Written task | Please reproduce every line of the records that follow exactly as they appear, changing nothing.

━━━ Material provided ━━━

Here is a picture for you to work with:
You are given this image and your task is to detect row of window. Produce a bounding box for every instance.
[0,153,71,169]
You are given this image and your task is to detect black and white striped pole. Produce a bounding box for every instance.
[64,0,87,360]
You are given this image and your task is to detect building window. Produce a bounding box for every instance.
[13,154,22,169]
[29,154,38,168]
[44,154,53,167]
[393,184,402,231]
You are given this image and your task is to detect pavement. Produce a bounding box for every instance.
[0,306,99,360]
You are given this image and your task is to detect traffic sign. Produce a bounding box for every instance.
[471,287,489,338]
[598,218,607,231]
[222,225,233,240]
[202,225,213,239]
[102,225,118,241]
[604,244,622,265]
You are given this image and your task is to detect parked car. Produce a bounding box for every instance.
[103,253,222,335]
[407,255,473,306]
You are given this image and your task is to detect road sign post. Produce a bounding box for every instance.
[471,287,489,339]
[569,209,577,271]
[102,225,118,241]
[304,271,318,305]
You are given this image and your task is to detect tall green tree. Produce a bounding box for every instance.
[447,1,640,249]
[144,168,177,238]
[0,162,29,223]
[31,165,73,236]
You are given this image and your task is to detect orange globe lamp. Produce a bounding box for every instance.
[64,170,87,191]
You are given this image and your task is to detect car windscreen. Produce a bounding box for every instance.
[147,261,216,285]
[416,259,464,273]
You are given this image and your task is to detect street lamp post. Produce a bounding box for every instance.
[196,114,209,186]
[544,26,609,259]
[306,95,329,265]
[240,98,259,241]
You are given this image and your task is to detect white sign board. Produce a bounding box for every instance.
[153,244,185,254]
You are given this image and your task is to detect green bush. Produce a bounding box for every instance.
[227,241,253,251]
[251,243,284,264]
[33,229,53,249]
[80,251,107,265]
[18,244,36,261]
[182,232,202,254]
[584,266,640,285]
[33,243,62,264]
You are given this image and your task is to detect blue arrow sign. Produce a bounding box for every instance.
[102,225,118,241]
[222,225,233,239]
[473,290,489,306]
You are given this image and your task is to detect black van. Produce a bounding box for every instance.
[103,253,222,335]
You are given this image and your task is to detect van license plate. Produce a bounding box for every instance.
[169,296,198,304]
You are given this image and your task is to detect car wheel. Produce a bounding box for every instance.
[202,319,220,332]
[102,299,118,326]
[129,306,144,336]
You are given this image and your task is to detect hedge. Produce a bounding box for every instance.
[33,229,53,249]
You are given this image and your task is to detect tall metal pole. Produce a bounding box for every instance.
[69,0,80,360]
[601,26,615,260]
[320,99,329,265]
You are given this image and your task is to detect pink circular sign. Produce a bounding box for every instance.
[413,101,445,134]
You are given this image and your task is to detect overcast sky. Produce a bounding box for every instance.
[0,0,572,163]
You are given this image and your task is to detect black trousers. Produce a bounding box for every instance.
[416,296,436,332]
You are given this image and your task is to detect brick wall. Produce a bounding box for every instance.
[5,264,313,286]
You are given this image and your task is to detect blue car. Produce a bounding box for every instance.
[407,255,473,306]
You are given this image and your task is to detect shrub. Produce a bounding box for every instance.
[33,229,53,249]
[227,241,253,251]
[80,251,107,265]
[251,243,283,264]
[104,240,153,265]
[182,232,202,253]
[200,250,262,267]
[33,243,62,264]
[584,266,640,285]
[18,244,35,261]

━━━

Worked answer |
Here is a picture for you to work with:
You are given this image and your task is to detect row of window. Produce a bounding box for every instance.
[0,153,71,169]
You are given this image and your task is to detect black and white striped pole. Produce a bounding box for every instance.
[64,0,87,360]
You are given this image and your task is to detect building window. Produce a bounding box for every instance.
[13,154,22,169]
[29,154,38,168]
[44,154,53,167]
[393,184,402,231]
You are given this image and your task is to detect pavement. Produce a bounding box for every instance.
[0,306,99,360]
You are given this image and your task is to detect traffic sign. Produce a bounding box for every instance.
[471,287,489,338]
[598,218,607,231]
[222,225,233,240]
[202,225,213,239]
[102,225,118,241]
[604,244,622,265]
You are given this image and your task is to detect parked car. Produce a bounding box for every instance.
[103,253,222,335]
[407,255,473,306]
You are given this image and your task is to detect road sign post. Produce a bounding box for every instance.
[471,287,489,339]
[569,209,577,271]
[102,225,118,241]
[304,271,318,305]
You are given this image and your task is to detect tall green tree. Produce a bounding box for every instance.
[447,1,640,249]
[144,168,177,238]
[0,162,29,223]
[31,165,73,236]
You are given this image and your task is to detect orange globe lamp. Produce a bounding box for every instance.
[64,170,87,191]
You are given this image and your task is to detect car windscreen. Produce a bounding box for every instance.
[147,261,216,285]
[416,259,464,273]
You are given this image and your task is to detect street lamp post. Produce a bounding box for every instance.
[196,114,209,186]
[544,26,609,259]
[306,95,329,265]
[240,98,259,241]
You are given this image and your task is to detect white sign board. Produce a bounding box for every instance.
[153,244,185,254]
You are given this image and your task is to detect green bush. Produce a bounding box for every instance.
[227,241,253,251]
[251,243,284,264]
[33,229,53,249]
[80,251,107,265]
[18,244,36,261]
[182,232,202,254]
[584,266,640,285]
[33,243,62,264]
You are given this image and your task is to detect blue arrow sign. Produce a bounding box for every instance.
[102,225,118,241]
[222,225,233,239]
[473,290,489,306]
You are given this image and your task is to detect black van. Produce a bounding box for every instance.
[103,253,222,335]
You are given this image and your task is to detect van license plate. Produce a bounding box for every instance.
[169,296,198,304]
You are given this image and your task is to detect car wheel. Produce a bounding box for every instance.
[202,319,220,332]
[102,299,118,326]
[129,306,144,336]
You are given this image and your task is to detect hedge. Produce a bounding box for every instance.
[33,229,53,249]
You are given this image and your task is to detect tall metal pole. Produce a bounding box for every instance.
[69,0,80,360]
[601,26,615,260]
[320,99,329,265]
You are given this image and your task is to detect pink circular sign. Produce a bounding box for every instance.
[413,101,445,134]
You are given this image and your task is to detect overcast sky. Produce a bounding box for every instance.
[0,0,572,163]
You are given this image and your task is to detect black trousers. Produce a bounding box for every instance.
[416,296,436,332]
You are given this image and your task is to detect brick wall. Produce a bounding box for every instance.
[5,264,313,286]
You are given this image and your task is to detect blue car. Produce a bounding box for every instance.
[407,255,473,306]
You are given this image and your task is to detect shrub. Produce a bounding box for every instance.
[33,229,53,249]
[227,241,253,251]
[80,251,107,265]
[251,243,283,264]
[104,240,153,265]
[182,232,202,253]
[200,250,262,267]
[33,243,62,264]
[584,266,640,285]
[18,244,35,261]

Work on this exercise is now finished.